▶ _Required actions_:
[a] State whether each statement agrees with the account of the Social Security town hall meeting, answering yes or no and quoting the words of the account that decide it. (i) About 125 people attended the meeting. (ii) The meeting took place on a rainy Saturday morning. (iii) Nightline concluded that Social Security faces an immediate crisis.
[b] According to the account of the Social Security town hall meeting, what share of obligations will incoming payroll deductions still cover in 2042?
[c] Carry on the account of the Social Security town hall meeting, beginning after its final sentence.

Yesterday I attended a town hall meeting at a local senior center. Social Security was the topic of the meeting, which was hosted by my new congressman Brian Higgins (D-NY 27)
. His guests were congressman Charles Rangel (NY-15)
and Barbara Kennelly, former member of Congress and current president & CEO of the National Committee to Preserve Social Security & Medicare
Approximately 125 people, most senior citizens, turned out for the meeting despite the fact that it was a beautiful warm, sunny Saturday morning here in Western New York (and we don't get too many of those.) We heard a very informative presentation about the so-called Social Security "crisis," what a truly bipartisan approach to the challenge will look like, and why we need to stay vigilant.
Those of you who have been following the Social Security issue closely may not find anything new here, but I think it was a good overall briefing on the issues for those of us who were there. If you're interested, more details follow.
All speakers agreed that there while there are crises that Congress ought to be addressing, Social Security is not one of them. Rep. Higgins said that if we're concerned about future generations these are the things we should be focused on:
--the growing national debt
--the growing trade deficit
--the growing ranks of those without health insurance
The panel played a video excerpt from ABC's Nightline regarding the Social Security numbers. Citing Bush's attempt to telegraph a sense of urgency, Koppel and crew interviewed experts and concluded (like Paul Krugman) that the trust fund is currently running a surplus, although without some intervention, the demographics will cause the program to "hit a big iceberg in 2042." Still, come 2042, incoming payroll deductions will pay for at least 75% of obligations. Nightline concludes there is no immediate crisis; there is a long term challenge.

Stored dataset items
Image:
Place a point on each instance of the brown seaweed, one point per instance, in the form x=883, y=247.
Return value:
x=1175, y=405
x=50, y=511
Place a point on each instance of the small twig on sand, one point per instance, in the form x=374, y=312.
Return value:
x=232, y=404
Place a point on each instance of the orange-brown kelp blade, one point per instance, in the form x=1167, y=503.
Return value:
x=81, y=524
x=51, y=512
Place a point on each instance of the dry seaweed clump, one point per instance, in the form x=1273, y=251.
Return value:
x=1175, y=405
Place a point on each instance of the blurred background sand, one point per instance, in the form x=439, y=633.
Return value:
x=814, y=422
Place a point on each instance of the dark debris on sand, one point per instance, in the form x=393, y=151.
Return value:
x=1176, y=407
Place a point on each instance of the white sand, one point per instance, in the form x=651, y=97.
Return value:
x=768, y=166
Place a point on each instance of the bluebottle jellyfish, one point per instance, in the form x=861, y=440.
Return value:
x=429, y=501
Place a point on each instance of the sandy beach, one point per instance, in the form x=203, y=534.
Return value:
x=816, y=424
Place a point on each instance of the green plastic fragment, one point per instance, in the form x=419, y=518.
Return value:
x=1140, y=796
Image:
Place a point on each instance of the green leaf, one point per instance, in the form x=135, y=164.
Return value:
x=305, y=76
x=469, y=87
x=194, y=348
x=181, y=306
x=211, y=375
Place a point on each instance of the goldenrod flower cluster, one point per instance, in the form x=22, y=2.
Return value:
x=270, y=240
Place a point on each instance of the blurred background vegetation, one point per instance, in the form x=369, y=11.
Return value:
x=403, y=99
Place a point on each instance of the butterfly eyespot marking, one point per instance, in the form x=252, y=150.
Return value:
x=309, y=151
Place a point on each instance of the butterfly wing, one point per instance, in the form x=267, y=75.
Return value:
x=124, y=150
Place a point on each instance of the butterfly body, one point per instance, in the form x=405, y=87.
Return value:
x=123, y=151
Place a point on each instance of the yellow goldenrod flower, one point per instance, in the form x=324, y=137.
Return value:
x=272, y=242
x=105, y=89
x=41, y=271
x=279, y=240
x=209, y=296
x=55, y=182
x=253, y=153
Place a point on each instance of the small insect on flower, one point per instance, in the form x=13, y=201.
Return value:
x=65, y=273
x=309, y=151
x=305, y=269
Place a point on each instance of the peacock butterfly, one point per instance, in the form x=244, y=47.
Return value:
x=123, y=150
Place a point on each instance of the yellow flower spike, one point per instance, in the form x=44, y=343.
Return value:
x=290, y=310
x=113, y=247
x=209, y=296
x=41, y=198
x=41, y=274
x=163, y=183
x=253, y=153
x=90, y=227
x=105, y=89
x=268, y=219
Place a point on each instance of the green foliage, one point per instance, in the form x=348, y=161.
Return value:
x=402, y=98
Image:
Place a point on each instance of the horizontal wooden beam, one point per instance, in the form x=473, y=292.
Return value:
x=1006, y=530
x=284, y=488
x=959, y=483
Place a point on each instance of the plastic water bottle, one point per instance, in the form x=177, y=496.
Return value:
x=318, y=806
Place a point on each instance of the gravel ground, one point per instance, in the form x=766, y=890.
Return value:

▶ _Replies_:
[a]
(i) Yes: "Approximately 125 people, most senior citizens, turned out for the meeting"
(ii) No: "it was a beautiful warm, sunny Saturday morning"
(iii) No: "Nightline concludes there is no immediate crisis; there is a long term challenge."

[b] At least 75% of obligations.

[c]
Barbara Kennelly told the crowd that her organization did a poll (June 10-15) of red state voters. 57% of their polling sample had voted for Bush, 37% for Kerry. 52% of these red state voters said they absolutely disapproved of the Bush proposal.31% approved it. 96% said people have a right to their Social Security benefits. She noted that the latest anti-SS proposals call for using the SS surplus for private accounts and said we've got to stay strong.
Congressman Rangel reminded everyone that the Republicans have been after this program since FDR first proposed it. "Not one Republican voted for it," he said. "Not one." He suggested that the purpose of the private account proposal is to take money out of the SS trust fund to weaken it and hasten Social Security's demise. He said Bush "wants to be remembered for taking FDR's program and breaking it."
He said the president would have us believe that there is a crisis because the SS trust fund really isn't there -- he calls it "empty paper." Stating that the trust fund consists of government bonds backed by the "full faith and credit" of the United States, Rangel said that if the U.S. says that's worthless paper, then there is no United States. "We have an obligation to see that promises made are promises kept," he said.
Other Rangel quotes:
"In Harlem, when you tell people over 55 not to worry, it means if you're under 55, you'd better worry."
"This president will not be remembered as a uniter, but he will be remembered for trying to take away one of the primary prizes we as a people have fought for. And he failed at it."
"This turkey ain't flying' in the Congress."